## DO THIS
Please lay out each line of the material below as a numbered list, skipping blank lines and leaving the pictures out.

┌────────

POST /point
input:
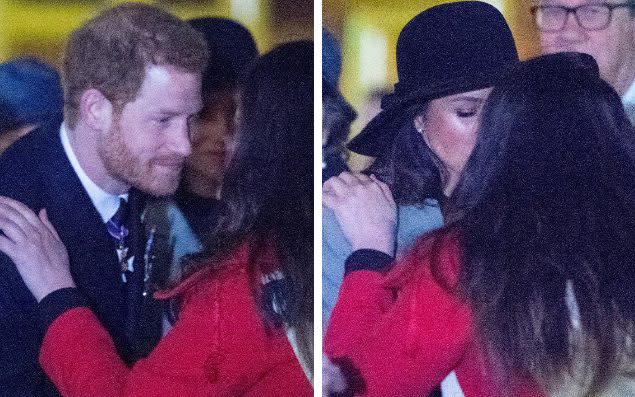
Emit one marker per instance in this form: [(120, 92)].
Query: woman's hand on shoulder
[(365, 210), (34, 246)]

└────────

## COMPLETE RESPONSE
1. POST /point
2. input:
3. Emit one marker per instance in this form: [(120, 92)].
4. Query: woman's hand on shoulder
5. [(365, 210), (34, 246)]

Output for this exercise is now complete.